Problem statement -> Reproduce the passage of the opioid crisis text starting at "That’s a very" and ending at "an opioid overdose.".

4 Tactics to Combat Opioid Crisis

What are Some of the Recommended Tactics to Combat the Opioid Crisis?

That’s a very complicated question only because any agency that’s been in place in regards with treatment recovery, we’ve been doing it the same way since the 1930s and it hasn’t particularly worked. The only difference is the severity of the drugs that we have now and the multiple options that people have. The lethality of heroin is a big problem because we’re losing close to fifty-five to sixty-five thousand people on an annual basis, which is more than we lost in twenty years in Vietnam. Those numbers are directly related to or attributed to a drug overdose.

Our experience here at ATS is that every person we lose directly to substance abuse overdose there are five people that die that are correlated with that whether they died of heart attack, shot in a drug bust or something like that. The cause of death may not be an opioid overdose.

A Need for Legal Changes

Significant changes have to be made both in the legislation as well as the availability of treatment. I don’t think the correct procedure is residential treatment, that’s the most costly way to treat someone and it’s also the least effective way. Going away for 30 days doesn’t do anything but keep people from using for 30 days. I believe what we need to do is set up a large number of intensive outpatient programs, make medical assistance available and then put people in a position where in order to receive their treatment they must be in compliance for treatment programs. There’s a lot of compliance with medical programs that are essential to keep people alive.

Outpatient Programs Over Residential Treatment

A combination of working with both drug courts and individuals who are in the correctional facilities as a result of their substance abuse problem should be mandated to attend minimum time in an outpatient program should be two years. Legislation should be changed so we can hospitalize people or put people in treatment against their will on a legal basis so you can mandate treatment because it’s not unusual for a patient to come here for 12 to 13 months before they began to realize how big of a problem they had. The neurological process wants the patient to keep that addiction. That seems to be a paradoxical situation in that we would think people would want to eliminate their addiction. Because of the structural changes in the brain, the compulsions, and the cravings, they’re going to engage in behaviors that are reflexes of an action. They’re not a cognitive process so what we have to do is a counterbalance that reflex, that impulse control disorder that gets people to continue using which then reinforces and conditions the neurological structure of the brain to continue using.

You Have to Treat the Whole Patient

We have to change legally, in terms of how to mandate people get treatment, we have to change the treatment format from a residential treatment to an intensive outpatient, I think we have to people engaged in treatment programming for an extended time, and then you have to work with patients on a co-occurring disorder  where we can treat anxiety, depression, and their addiction, as well as the family dynamics to help them become stable and healthy. You also need to focus on vocational choices and getting people in a position where they can maintain some level of stability by living alone and having jobs. You have to treat the whole patient. That’s what appears to be a monumental shift in programming, but in reality what its doing is treating the patient with what the patient needs through an extended amount of time and getting the patient engaged on a legal basis so their options are limited so that you can treat them and that’s for about a two year period of time.

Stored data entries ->
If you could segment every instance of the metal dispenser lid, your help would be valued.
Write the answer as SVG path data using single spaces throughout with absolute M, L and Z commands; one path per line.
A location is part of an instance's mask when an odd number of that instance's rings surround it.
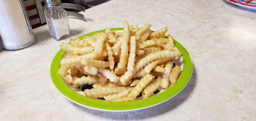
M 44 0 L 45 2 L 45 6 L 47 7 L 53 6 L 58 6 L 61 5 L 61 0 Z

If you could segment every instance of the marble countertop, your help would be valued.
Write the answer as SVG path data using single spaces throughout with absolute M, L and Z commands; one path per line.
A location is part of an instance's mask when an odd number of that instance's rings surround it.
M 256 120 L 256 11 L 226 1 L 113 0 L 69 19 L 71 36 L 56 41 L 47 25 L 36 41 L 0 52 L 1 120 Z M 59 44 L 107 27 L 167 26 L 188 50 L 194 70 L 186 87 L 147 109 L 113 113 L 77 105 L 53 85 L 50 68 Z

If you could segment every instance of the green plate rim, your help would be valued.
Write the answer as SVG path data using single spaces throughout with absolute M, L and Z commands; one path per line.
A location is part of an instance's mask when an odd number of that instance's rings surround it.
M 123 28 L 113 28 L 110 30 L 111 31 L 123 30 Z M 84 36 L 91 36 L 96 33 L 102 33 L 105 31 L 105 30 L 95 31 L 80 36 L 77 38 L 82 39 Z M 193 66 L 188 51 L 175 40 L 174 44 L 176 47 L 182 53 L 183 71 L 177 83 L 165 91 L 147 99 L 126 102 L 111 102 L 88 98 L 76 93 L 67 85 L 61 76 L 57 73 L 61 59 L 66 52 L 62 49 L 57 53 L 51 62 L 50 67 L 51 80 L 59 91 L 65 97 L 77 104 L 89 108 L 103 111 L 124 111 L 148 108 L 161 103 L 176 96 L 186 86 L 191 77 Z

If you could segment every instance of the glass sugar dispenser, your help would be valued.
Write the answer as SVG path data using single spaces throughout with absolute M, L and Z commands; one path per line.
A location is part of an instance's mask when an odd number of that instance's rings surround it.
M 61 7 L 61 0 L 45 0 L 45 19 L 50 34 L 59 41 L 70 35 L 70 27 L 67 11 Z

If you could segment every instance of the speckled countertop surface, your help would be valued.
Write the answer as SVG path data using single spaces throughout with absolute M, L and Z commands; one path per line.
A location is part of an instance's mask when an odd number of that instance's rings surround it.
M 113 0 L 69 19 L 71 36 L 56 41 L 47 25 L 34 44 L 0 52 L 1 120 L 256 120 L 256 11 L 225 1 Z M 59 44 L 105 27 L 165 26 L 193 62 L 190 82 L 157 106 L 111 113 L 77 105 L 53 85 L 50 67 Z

Finished task ->
That’s a very complicated question only because any agency that’s been in place in regards with treatment recovery, we’ve been doing it the same way since the 1930s and it hasn’t particularly worked. The only difference is the severity of the drugs that we have now and the multiple options that people have. The lethality of heroin is a big problem because we’re losing close to fifty-five to sixty-five thousand people on an annual basis, which is more than we lost in twenty years in Vietnam. Those numbers are directly related to or attributed to a drug overdose.

Our experience here at ATS is that every person we lose directly to substance abuse overdose there are five people that die that are correlated with that whether they died of heart attack, shot in a drug bust or something like that. The cause of death may not be an opioid overdose.